◆ Job 1: According to the article on ALCC computing hours, how many processor hours went to the Consortium for Advanced Simulation of Light Water Reactors?

◆ Source excerpt:
** START **

Jaguar Users Benefiting from ALCC Computing Hours for Energy-Mission Research
Scientists receive supercomputing resources for high-impact projects
The Department of Energy’s (DOE’s) Office of Advanced Scientific Computing Research (ASCR) has awarded more than 270 million processor hours to researchers using the OLCF. Through the ASCR Leadership Computing Challenge (ALCC), allocations were awarded to five projects with an emphasis on high-risk, high-impact research related to DOE’s energy mission. They are already providing insight into important efforts such as advancing the clean-energy agenda and understanding the Earth’s climate.
“The processor hours from ALCC allow projects to run full scenarios instead of only getting a glimpse of part of them, which really helps scientists running simulations,” said Doug Kothe, director of the Consortium for Advanced Simulation of Light Water Reactors, a project that was allocated 30 million hours through ALCC. ORNL is leading this multi-institutional energy innovation hub. Nuclear energy provides an enormous opportunity for the United States to provide carbon-free energy, said Kothe. The project will allow engineers to simulate a currently operating reactor with the goal of validating the virtual model created by the consortium.

** END **

◆ The input:
** START **

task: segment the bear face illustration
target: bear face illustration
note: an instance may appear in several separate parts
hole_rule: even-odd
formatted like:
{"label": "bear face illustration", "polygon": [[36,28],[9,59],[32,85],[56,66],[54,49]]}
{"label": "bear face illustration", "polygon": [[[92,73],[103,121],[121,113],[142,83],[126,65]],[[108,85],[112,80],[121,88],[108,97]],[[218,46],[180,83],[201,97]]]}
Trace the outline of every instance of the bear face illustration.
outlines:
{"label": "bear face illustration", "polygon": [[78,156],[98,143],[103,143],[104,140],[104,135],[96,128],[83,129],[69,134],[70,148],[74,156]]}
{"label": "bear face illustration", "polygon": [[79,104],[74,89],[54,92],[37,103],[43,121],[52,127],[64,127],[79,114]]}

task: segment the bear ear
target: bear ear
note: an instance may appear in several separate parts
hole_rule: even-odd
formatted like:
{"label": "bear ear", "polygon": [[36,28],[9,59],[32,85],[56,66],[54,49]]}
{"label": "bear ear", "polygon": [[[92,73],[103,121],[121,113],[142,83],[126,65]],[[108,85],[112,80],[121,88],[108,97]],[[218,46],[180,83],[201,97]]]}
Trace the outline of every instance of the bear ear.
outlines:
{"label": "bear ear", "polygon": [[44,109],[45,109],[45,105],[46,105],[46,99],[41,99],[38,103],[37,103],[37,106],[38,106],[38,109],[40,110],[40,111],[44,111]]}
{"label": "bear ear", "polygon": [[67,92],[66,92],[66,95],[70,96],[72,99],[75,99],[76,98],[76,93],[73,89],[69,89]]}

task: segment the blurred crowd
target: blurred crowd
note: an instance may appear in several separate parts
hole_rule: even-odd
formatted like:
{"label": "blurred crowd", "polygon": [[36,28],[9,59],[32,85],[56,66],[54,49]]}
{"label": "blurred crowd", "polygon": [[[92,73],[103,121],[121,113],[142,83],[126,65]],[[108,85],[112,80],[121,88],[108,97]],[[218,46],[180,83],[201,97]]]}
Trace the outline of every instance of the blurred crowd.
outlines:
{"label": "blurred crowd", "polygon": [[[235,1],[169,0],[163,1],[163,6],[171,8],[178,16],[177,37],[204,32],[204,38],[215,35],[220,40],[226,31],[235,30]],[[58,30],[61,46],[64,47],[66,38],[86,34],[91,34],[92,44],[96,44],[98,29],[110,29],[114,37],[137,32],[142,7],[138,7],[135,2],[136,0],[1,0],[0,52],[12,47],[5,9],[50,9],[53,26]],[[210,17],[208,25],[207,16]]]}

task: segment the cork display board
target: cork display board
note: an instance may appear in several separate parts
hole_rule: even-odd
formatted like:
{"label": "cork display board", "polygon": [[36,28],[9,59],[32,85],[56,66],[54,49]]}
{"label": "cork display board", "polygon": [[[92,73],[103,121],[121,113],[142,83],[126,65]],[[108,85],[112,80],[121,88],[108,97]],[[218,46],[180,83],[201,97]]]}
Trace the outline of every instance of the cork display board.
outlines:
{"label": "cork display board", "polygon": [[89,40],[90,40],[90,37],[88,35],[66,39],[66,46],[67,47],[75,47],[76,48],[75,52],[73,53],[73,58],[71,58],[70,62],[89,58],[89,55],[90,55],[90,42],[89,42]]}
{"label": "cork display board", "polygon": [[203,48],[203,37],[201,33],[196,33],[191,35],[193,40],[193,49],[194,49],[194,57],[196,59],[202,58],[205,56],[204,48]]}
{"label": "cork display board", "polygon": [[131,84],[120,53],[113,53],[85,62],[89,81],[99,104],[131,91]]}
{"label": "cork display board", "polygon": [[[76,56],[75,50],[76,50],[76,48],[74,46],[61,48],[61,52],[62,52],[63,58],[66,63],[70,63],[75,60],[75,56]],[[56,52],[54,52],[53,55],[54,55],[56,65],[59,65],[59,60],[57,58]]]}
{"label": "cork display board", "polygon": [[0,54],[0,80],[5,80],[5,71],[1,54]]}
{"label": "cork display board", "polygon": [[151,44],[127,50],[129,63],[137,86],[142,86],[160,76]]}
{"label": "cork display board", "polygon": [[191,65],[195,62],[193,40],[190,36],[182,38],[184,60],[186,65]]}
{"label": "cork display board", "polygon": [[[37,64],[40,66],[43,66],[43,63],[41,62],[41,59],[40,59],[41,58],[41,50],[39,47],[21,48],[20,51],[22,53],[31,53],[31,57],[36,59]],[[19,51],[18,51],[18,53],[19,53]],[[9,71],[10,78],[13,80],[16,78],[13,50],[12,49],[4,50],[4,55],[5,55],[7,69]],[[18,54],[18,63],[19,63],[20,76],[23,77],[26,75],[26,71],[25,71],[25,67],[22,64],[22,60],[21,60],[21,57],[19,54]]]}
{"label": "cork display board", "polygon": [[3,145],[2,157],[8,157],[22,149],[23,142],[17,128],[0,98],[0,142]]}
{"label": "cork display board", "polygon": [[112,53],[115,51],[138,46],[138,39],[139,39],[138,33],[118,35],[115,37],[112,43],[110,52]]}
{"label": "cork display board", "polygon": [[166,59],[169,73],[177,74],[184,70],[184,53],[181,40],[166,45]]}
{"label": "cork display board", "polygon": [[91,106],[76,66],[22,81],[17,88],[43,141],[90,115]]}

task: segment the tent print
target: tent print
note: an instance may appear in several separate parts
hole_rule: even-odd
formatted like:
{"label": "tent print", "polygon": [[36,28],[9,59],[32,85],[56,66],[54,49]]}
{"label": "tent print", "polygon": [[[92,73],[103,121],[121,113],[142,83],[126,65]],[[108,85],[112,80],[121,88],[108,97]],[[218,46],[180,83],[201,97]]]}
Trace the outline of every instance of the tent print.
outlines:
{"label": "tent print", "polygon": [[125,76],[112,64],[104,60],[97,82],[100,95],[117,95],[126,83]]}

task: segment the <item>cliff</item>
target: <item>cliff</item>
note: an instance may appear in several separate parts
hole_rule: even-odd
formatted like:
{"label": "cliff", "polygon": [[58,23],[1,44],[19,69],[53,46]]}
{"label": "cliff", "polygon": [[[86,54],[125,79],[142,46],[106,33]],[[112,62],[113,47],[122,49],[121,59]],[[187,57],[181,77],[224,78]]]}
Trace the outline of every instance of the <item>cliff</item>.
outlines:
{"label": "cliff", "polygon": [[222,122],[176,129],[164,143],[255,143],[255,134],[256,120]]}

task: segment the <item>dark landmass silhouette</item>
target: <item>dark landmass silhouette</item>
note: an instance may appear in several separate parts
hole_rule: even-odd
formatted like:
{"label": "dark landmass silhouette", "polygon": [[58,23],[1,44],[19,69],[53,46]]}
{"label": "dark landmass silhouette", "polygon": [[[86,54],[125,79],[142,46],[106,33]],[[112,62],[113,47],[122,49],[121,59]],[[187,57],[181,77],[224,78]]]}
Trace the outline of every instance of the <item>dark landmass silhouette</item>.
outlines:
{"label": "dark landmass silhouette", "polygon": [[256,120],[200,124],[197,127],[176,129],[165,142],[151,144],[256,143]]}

** END **

◆ Job 2: Print the lines of the listing unchanged, starting at the line that contains "task: segment the <item>dark" and ending at the final line of the listing, with both ends included.

◆ Full solution 1: 30 million hours

◆ Full solution 2:
task: segment the <item>dark landmass silhouette</item>
target: <item>dark landmass silhouette</item>
note: an instance may appear in several separate parts
hole_rule: even-odd
formatted like:
{"label": "dark landmass silhouette", "polygon": [[58,23],[1,44],[19,69],[53,46]]}
{"label": "dark landmass silhouette", "polygon": [[[86,54],[125,79],[142,46],[106,33]],[[112,62],[113,47],[122,49],[121,59]],[[187,57],[181,77],[224,78]]]}
Trace the outline of every instance of the <item>dark landmass silhouette</item>.
outlines:
{"label": "dark landmass silhouette", "polygon": [[256,120],[200,124],[197,127],[176,129],[165,142],[151,144],[256,143]]}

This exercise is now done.